▶ [Source passage]

-- BEGIN --

St. John Lutheran School in Rochester repeats as Michigan Future City champ

SOUTHFIELD—For the fifth straight year and 15th time in the past 20 years, a team from St. John Lutheran School in Rochester earned first place in the Michigan Regional Future City Competition, conducted by The Engineering Society of Detroit.

A total of 14 middle school teams from around Michigan participated in the virtual event.

Future City is a project-based learning program where students in 6th, 7th, and 8th grades imagine, research, design, and build cities set at least 100 years in the future. The competition’s theme changes every year to keep the competition fresh. This year’s theme saw students building sustainable cities that use the principles of a circular economy—designing out waste and pollution, keeping products and materials in use, and regenerating natural systems.

The program’s requirements see teams develop a project plan, write an essay about their city, build a physical model of their city built with recycled materials, develop a seven-minute presentation on their city, and respond to judges’ questions after the presentation.

The St. John team imagined a city of Detroit in the year 2122 with a growing population of over 2 million, powered by solar and wind energy with green agricultural and woodland zones, and sophisticated waste recycling and waste-to-energy systems. (Presenters from the winning team are pictured above.)

Finishing in second place was the Joseph K. Lumsden Bahweting Anishnabe Public School Academy in Sault Ste. Marie. Their city, Bahweting—the name of Sault Ste. Marie in the Anishnabe Native American language, meaning “The Place of the Rapids”—envisioned a future Soo with sustainable agriculture using native foods, hydrogen-powered sky trains and solar-powered autonomous cars for transportation, and a system where citizens lease rather than buy appliances so they can be recycled.

-- END --

▶ [Entries]

-- BEGIN --

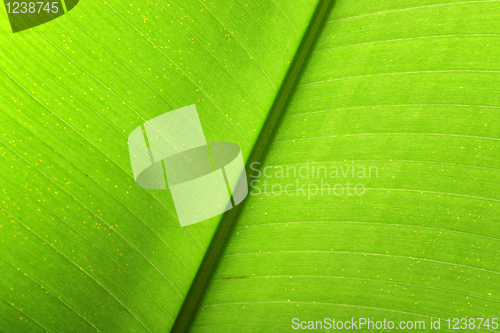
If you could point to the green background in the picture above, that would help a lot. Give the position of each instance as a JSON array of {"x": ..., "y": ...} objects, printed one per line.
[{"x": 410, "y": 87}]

-- END --
-- BEGIN --

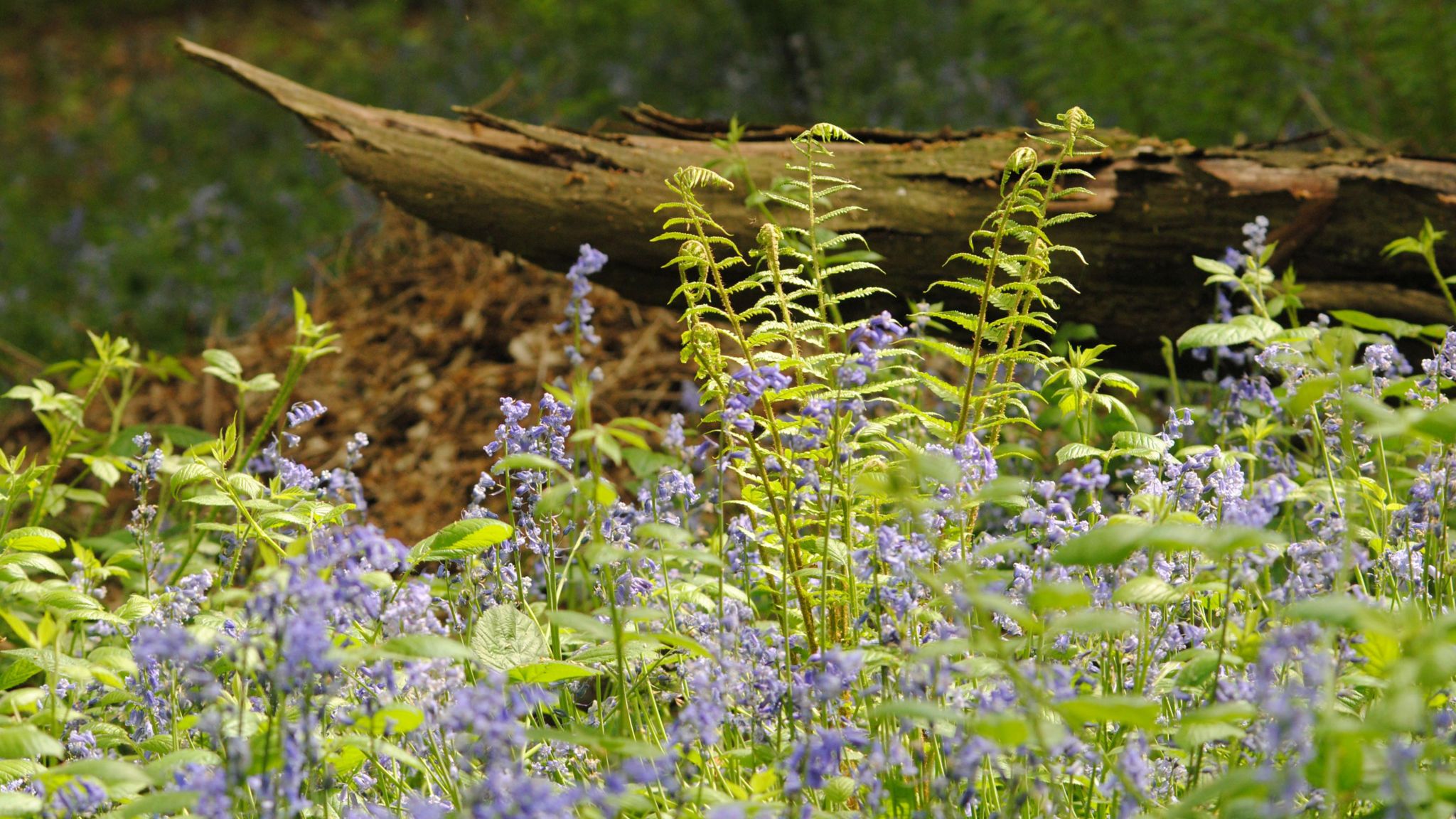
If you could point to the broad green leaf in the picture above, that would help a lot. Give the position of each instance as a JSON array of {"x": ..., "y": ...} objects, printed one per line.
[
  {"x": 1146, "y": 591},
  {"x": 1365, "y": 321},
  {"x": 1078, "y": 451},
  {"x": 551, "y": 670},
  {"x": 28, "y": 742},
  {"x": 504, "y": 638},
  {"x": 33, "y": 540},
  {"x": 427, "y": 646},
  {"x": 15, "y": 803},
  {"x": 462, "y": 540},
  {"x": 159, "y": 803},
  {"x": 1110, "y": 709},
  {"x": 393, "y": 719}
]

-- END --

▶ [Required work]
Duplicate the Future City article from "St. John Lutheran School in Rochester repeats" up to and including "the virtual event.".

▶ [Exercise solution]
St. John Lutheran School in Rochester repeats as Michigan Future City champ

SOUTHFIELD—For the fifth straight year and 15th time in the past 20 years, a team from St. John Lutheran School in Rochester earned first place in the Michigan Regional Future City Competition, conducted by The Engineering Society of Detroit.

A total of 14 middle school teams from around Michigan participated in the virtual event.